_What you have to do:_ Report each line below that contains the string "iron" and copy every such line in full. The match is case-sensitive.

_Dataset content:_
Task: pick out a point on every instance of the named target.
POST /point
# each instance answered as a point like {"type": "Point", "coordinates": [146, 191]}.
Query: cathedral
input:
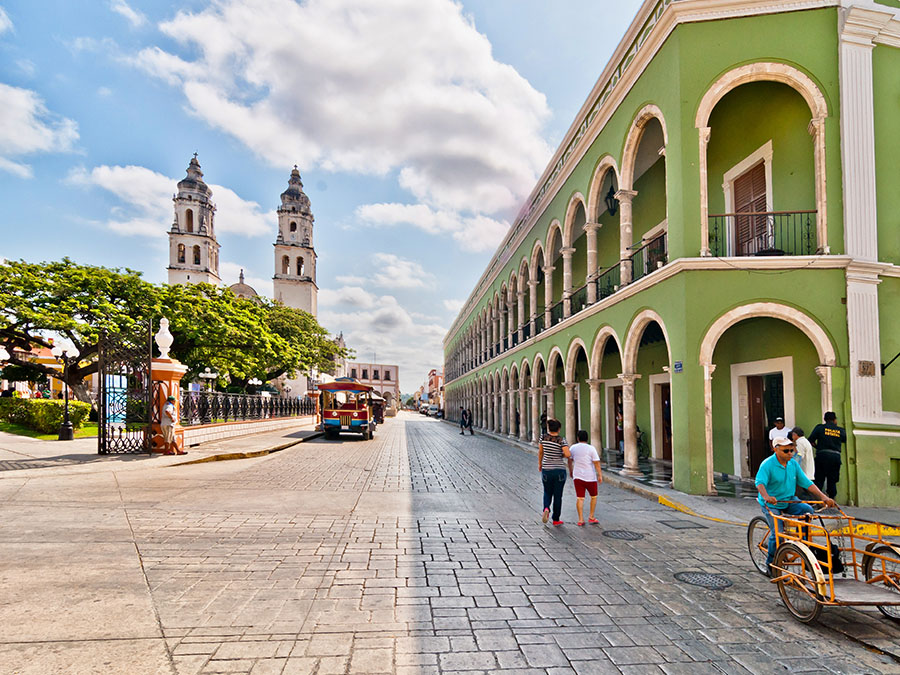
{"type": "Point", "coordinates": [194, 250]}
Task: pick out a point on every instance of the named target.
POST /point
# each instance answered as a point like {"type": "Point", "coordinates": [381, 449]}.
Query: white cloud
{"type": "Point", "coordinates": [133, 17]}
{"type": "Point", "coordinates": [402, 86]}
{"type": "Point", "coordinates": [27, 127]}
{"type": "Point", "coordinates": [5, 21]}
{"type": "Point", "coordinates": [475, 233]}
{"type": "Point", "coordinates": [146, 202]}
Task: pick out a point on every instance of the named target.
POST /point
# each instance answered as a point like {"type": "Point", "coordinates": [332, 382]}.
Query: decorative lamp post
{"type": "Point", "coordinates": [210, 377]}
{"type": "Point", "coordinates": [67, 355]}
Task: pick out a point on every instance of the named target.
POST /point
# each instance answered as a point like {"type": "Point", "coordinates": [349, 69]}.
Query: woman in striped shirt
{"type": "Point", "coordinates": [553, 451]}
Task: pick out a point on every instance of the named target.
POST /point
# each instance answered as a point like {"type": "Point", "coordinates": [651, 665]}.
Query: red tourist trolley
{"type": "Point", "coordinates": [347, 406]}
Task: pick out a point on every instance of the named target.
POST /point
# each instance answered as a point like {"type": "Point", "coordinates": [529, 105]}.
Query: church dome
{"type": "Point", "coordinates": [194, 179]}
{"type": "Point", "coordinates": [294, 195]}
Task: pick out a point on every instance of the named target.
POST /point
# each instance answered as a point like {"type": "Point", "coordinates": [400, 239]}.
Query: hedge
{"type": "Point", "coordinates": [42, 415]}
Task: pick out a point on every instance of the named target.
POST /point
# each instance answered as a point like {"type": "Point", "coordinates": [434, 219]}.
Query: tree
{"type": "Point", "coordinates": [211, 327]}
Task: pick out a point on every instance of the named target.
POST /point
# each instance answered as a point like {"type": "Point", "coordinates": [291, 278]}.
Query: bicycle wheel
{"type": "Point", "coordinates": [875, 568]}
{"type": "Point", "coordinates": [798, 585]}
{"type": "Point", "coordinates": [757, 542]}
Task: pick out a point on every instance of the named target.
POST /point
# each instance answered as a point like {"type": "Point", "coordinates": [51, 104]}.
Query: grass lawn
{"type": "Point", "coordinates": [87, 430]}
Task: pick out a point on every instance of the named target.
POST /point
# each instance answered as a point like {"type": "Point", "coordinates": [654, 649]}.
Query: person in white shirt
{"type": "Point", "coordinates": [584, 468]}
{"type": "Point", "coordinates": [778, 431]}
{"type": "Point", "coordinates": [805, 453]}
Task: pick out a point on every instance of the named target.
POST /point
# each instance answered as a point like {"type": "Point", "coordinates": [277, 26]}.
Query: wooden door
{"type": "Point", "coordinates": [751, 233]}
{"type": "Point", "coordinates": [665, 397]}
{"type": "Point", "coordinates": [758, 443]}
{"type": "Point", "coordinates": [618, 417]}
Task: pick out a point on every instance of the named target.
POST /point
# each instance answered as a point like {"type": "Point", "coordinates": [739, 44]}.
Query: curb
{"type": "Point", "coordinates": [224, 457]}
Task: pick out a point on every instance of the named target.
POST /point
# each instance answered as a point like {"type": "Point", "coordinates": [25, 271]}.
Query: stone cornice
{"type": "Point", "coordinates": [648, 31]}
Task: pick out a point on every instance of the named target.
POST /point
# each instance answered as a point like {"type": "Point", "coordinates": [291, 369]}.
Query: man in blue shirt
{"type": "Point", "coordinates": [777, 480]}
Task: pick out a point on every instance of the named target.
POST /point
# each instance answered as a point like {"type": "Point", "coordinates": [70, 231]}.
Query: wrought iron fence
{"type": "Point", "coordinates": [212, 407]}
{"type": "Point", "coordinates": [763, 233]}
{"type": "Point", "coordinates": [608, 281]}
{"type": "Point", "coordinates": [556, 313]}
{"type": "Point", "coordinates": [649, 257]}
{"type": "Point", "coordinates": [578, 300]}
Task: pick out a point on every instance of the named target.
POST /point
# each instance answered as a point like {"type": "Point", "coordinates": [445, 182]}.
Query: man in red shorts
{"type": "Point", "coordinates": [584, 468]}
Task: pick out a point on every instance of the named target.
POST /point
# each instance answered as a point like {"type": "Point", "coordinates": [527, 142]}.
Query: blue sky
{"type": "Point", "coordinates": [419, 127]}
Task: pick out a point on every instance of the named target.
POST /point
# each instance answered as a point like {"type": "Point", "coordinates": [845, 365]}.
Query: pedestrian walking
{"type": "Point", "coordinates": [584, 468]}
{"type": "Point", "coordinates": [827, 439]}
{"type": "Point", "coordinates": [778, 431]}
{"type": "Point", "coordinates": [553, 451]}
{"type": "Point", "coordinates": [167, 426]}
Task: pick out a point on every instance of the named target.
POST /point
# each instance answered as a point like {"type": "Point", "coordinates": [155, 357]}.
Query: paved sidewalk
{"type": "Point", "coordinates": [23, 456]}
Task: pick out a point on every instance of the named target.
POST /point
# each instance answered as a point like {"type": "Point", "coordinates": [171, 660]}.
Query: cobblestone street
{"type": "Point", "coordinates": [419, 552]}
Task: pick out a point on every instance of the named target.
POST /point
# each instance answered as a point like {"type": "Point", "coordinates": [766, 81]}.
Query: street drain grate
{"type": "Point", "coordinates": [683, 525]}
{"type": "Point", "coordinates": [705, 579]}
{"type": "Point", "coordinates": [624, 535]}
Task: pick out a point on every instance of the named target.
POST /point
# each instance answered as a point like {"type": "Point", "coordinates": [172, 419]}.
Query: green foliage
{"type": "Point", "coordinates": [42, 415]}
{"type": "Point", "coordinates": [212, 328]}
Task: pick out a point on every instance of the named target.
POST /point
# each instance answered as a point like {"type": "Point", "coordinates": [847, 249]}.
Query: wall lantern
{"type": "Point", "coordinates": [611, 202]}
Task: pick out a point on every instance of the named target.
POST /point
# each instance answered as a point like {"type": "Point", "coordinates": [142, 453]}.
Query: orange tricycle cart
{"type": "Point", "coordinates": [836, 560]}
{"type": "Point", "coordinates": [347, 407]}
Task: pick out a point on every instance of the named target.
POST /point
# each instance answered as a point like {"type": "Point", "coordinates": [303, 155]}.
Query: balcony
{"type": "Point", "coordinates": [763, 233]}
{"type": "Point", "coordinates": [649, 257]}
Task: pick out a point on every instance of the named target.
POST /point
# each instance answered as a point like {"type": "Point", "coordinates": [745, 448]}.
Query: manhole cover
{"type": "Point", "coordinates": [704, 579]}
{"type": "Point", "coordinates": [625, 535]}
{"type": "Point", "coordinates": [683, 525]}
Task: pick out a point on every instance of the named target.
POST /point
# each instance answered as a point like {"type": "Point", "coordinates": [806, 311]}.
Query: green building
{"type": "Point", "coordinates": [715, 243]}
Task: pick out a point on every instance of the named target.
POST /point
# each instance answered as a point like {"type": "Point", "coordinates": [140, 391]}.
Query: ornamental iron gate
{"type": "Point", "coordinates": [125, 407]}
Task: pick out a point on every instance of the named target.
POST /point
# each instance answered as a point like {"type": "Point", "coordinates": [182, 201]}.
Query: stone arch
{"type": "Point", "coordinates": [595, 204]}
{"type": "Point", "coordinates": [633, 141]}
{"type": "Point", "coordinates": [571, 209]}
{"type": "Point", "coordinates": [573, 355]}
{"type": "Point", "coordinates": [596, 354]}
{"type": "Point", "coordinates": [816, 334]}
{"type": "Point", "coordinates": [766, 71]}
{"type": "Point", "coordinates": [633, 338]}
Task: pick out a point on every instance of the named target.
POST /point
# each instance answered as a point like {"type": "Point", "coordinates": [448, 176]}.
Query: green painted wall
{"type": "Point", "coordinates": [886, 82]}
{"type": "Point", "coordinates": [889, 328]}
{"type": "Point", "coordinates": [740, 127]}
{"type": "Point", "coordinates": [755, 340]}
{"type": "Point", "coordinates": [649, 207]}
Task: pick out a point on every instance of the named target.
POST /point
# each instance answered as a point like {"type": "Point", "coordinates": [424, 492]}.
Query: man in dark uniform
{"type": "Point", "coordinates": [827, 439]}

_Answer to the problem:_
Query: wrought iron fence
Query: ornamental iron gate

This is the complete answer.